Work instructions: Within the entries below, find the portion that opens with the line containing "Put a point on every instance of the straw in mouth" and closes with the line containing "Put a point on every instance of the eyebrow". Retype that portion exactly and only.

Point localization data:
____
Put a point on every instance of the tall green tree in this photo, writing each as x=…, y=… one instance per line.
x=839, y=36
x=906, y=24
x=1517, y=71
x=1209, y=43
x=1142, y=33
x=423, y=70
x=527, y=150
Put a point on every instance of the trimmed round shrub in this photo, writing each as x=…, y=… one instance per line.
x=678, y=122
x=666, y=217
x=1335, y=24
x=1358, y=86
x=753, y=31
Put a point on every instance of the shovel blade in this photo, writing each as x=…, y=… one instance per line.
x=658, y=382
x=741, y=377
____
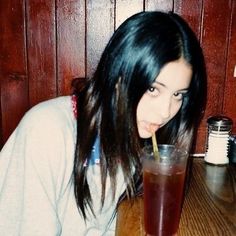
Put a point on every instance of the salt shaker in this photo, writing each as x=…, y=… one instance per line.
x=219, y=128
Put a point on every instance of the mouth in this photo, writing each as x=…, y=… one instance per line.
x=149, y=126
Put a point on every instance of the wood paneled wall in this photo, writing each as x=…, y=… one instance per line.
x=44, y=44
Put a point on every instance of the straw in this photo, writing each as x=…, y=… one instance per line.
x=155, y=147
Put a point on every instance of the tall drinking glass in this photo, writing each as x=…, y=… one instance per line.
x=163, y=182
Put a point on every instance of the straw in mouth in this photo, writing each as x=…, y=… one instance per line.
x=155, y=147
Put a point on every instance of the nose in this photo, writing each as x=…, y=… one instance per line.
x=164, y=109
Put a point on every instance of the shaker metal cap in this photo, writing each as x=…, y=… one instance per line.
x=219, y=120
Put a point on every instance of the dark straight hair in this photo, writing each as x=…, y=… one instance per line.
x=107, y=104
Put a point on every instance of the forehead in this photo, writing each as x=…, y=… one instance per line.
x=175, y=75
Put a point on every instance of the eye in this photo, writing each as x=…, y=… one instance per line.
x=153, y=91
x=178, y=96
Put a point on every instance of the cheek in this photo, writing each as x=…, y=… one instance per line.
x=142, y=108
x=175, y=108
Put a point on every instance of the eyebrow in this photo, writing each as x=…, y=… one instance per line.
____
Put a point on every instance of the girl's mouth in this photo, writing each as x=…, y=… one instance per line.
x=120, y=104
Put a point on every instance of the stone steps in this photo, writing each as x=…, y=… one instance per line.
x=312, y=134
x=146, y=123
____
Output for this task:
Put a point on every instance of the straw in mouth in this photo, writing each as x=…, y=… one instance per line.
x=155, y=147
Put a point on every instance of the nose in this photo, writing each as x=…, y=… one instance per line.
x=164, y=109
Put a point on every instance of the shaker metal cap in this photo, writing each as x=…, y=… one instance per line.
x=219, y=120
Put a point on every instance of the dark straight hair in this photo, writing each as x=…, y=… one instance per line.
x=107, y=104
Put a point on every instance of the forehead in this photo, writing each as x=…, y=… one instance per line.
x=175, y=75
Put a point on every instance of the eye in this photo, writing each as x=…, y=… one instance per line.
x=153, y=91
x=178, y=96
Put a point on every instance of the cheek in this photo, writing each as x=…, y=… one instance per line.
x=142, y=108
x=175, y=108
Put a point on every instance of the eyebrow in this photo, writing each as x=…, y=… one instance per line.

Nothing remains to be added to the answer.